→ **Selected text**:

-- start --

The NFL Draft is always one of the most anticipated sporting events every year. Millions tune in to watch the NFL Commissioner get showered by boos and then read a bunch of names from a notecard.
Of course, the significance of the names is what draws in sports fans. NFL Draft time is about the one period every year when every football fan is optimistic about their team. The previous season is in the past and no longer matters. The upcoming season is the focus, and each team has a record of 0-0.
The draft was especially meaningful this season. Aside from the recent WNBA Draft, virtually no live sporting events have been televised in recent weeks, and fans have been yearning for something, anything. The NFL Draft provided that entertainment, and it’s not a surprise that it was the most-watched NFL Draft in history.
Credit needs to be given to the NFL, ESPN, ABC and all of the IT employees that made the draft possible. Everything went smoothly with no glaring hiccups.
We would have known if there was some sort of issue if Minnesota Vikings general manager Rick Spielman had taken any sort of break. However, Spielman was on the phones constantly during the entire draft. How else do you accumulate 17 (!) draft picks in a single draft?

-- end --

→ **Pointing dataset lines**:

-- start --

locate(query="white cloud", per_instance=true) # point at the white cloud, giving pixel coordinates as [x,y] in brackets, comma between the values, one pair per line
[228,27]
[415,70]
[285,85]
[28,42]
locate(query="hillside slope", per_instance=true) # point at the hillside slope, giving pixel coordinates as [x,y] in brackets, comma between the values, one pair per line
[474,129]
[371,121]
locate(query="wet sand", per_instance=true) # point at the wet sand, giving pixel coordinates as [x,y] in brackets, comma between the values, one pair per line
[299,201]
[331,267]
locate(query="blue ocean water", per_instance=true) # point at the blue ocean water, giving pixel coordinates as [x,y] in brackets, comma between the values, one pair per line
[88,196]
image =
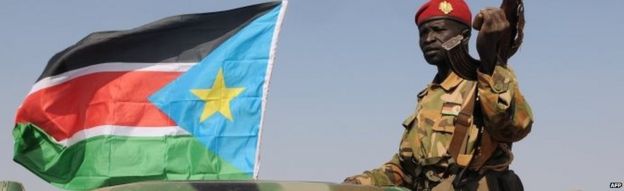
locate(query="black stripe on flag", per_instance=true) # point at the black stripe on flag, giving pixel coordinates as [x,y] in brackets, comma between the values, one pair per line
[182,38]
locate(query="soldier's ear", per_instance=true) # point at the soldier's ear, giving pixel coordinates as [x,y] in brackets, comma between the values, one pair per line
[466,34]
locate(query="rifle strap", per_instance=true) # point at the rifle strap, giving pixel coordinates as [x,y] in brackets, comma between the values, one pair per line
[462,123]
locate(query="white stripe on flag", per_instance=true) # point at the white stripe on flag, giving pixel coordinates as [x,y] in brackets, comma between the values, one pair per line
[110,67]
[128,131]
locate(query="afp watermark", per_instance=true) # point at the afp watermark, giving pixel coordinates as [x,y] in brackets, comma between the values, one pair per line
[615,185]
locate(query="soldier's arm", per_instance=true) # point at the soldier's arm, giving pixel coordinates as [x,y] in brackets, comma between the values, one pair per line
[389,174]
[507,116]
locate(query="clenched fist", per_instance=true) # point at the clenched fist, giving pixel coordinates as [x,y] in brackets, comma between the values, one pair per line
[492,24]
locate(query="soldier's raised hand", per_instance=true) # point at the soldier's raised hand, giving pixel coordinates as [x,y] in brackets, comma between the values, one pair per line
[492,24]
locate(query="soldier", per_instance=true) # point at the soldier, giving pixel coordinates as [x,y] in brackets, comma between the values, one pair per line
[460,136]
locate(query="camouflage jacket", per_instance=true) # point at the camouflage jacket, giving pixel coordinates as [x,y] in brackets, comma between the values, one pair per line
[503,113]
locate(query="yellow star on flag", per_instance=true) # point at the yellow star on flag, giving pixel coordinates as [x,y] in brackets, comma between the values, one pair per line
[217,98]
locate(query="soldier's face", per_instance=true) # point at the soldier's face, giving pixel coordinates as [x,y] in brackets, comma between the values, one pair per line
[433,34]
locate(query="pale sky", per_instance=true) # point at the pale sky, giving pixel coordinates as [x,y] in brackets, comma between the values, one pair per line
[347,74]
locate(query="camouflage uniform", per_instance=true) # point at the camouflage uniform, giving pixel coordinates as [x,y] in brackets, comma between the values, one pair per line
[423,162]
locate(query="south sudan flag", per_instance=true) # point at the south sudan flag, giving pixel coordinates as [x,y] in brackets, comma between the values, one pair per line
[181,98]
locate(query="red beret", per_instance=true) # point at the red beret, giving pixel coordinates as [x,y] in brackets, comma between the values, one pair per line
[452,9]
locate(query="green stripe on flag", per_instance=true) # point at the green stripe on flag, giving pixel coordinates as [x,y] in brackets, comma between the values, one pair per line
[111,160]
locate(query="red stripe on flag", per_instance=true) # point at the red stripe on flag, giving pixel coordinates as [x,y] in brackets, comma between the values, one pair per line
[106,98]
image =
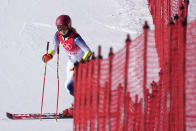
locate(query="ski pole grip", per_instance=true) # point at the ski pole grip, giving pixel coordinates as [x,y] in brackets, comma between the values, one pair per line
[58,49]
[47,48]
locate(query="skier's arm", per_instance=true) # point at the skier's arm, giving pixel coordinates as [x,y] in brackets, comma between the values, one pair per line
[81,43]
[56,43]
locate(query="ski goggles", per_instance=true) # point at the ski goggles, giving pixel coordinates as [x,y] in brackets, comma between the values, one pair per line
[62,27]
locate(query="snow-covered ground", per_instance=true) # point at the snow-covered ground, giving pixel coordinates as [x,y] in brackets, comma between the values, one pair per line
[27,25]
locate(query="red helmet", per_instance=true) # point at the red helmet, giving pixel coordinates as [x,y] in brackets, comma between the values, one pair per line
[63,20]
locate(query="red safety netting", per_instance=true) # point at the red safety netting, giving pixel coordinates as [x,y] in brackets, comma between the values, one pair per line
[148,85]
[190,77]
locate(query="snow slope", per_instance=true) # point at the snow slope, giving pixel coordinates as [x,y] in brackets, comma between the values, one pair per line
[26,26]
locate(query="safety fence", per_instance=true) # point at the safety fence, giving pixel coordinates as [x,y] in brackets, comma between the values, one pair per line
[175,42]
[149,85]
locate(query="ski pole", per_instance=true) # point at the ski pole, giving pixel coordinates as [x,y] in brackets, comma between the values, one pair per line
[58,81]
[44,82]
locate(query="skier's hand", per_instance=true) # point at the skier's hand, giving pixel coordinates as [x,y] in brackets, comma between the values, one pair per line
[47,57]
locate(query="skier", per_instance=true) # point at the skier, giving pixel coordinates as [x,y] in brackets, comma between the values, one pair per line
[75,48]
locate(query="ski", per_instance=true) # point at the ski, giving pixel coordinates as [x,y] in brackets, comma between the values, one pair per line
[32,116]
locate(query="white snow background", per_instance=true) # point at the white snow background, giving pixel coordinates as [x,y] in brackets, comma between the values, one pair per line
[25,28]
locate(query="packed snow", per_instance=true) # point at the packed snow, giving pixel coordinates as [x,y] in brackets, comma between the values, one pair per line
[27,25]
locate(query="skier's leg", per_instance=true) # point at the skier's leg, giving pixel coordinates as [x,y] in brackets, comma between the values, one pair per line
[69,80]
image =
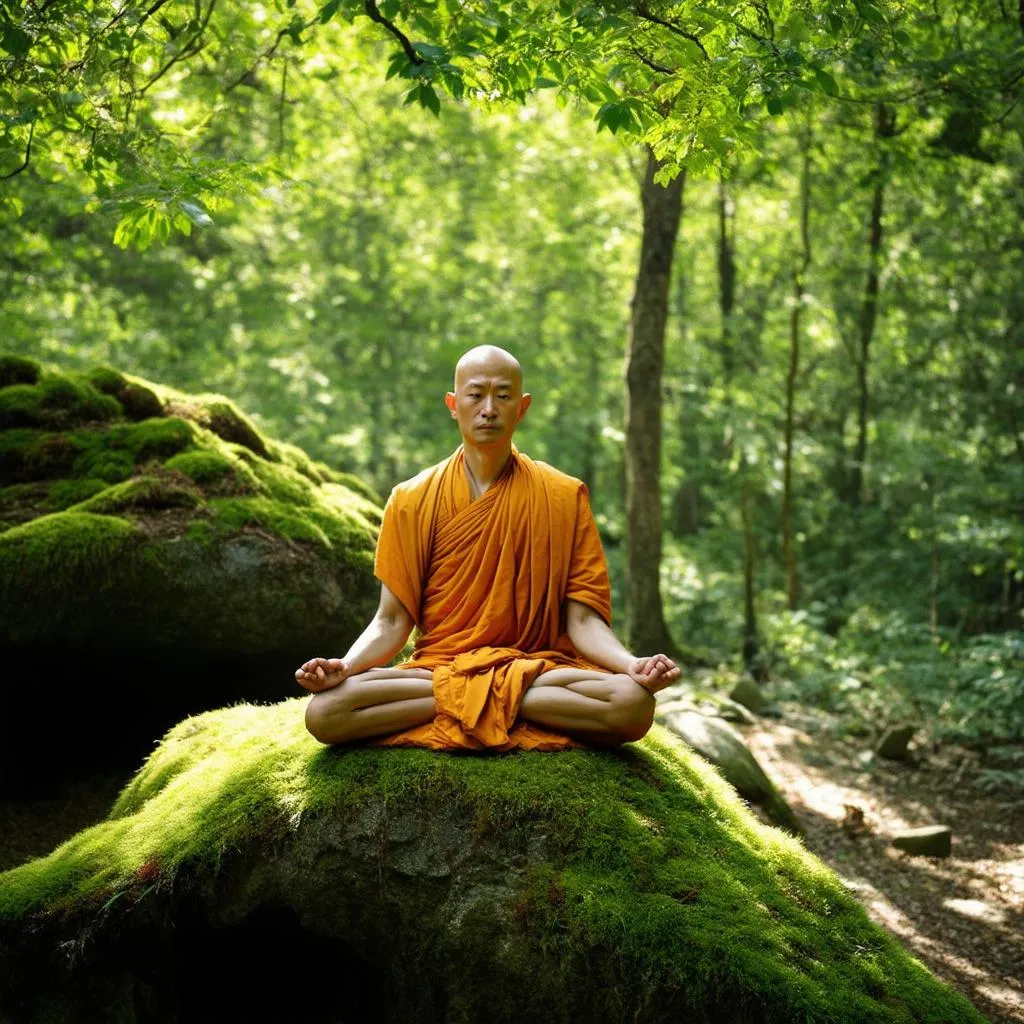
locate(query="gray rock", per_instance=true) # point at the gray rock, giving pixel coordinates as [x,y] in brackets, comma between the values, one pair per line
[929,841]
[894,743]
[720,743]
[749,694]
[733,712]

-- end --

→ **Task requirements**: Quote the entire NFL Draft piece word for word. These lines have nothing to do with the NFL Draft piece.

→ **Result**:
The NFL Draft is always one of the most anticipated sporting events every year. Millions tune in to watch the NFL Commissioner get showered by boos and then read a bunch of names from a notecard.
Of course, the significance of the names is what draws in sports fans. NFL Draft time is about the one period every year when every football fan is optimistic about their team. The previous season is in the past and no longer matters. The upcoming season is the focus, and each team has a record of 0-0.
The draft was especially meaningful this season. Aside from the recent WNBA Draft, virtually no live sporting events have been televised in recent weeks, and fans have been yearning for something, anything. The NFL Draft provided that entertainment, and it’s not a surprise that it was the most-watched NFL Draft in history.
Credit needs to be given to the NFL, ESPN, ABC and all of the IT employees that made the draft possible. Everything went smoothly with no glaring hiccups.
We would have known if there was some sort of issue if Minnesota Vikings general manager Rick Spielman had taken any sort of break. However, Spielman was on the phones constantly during the entire draft. How else do you accumulate 17 (!) draft picks in a single draft?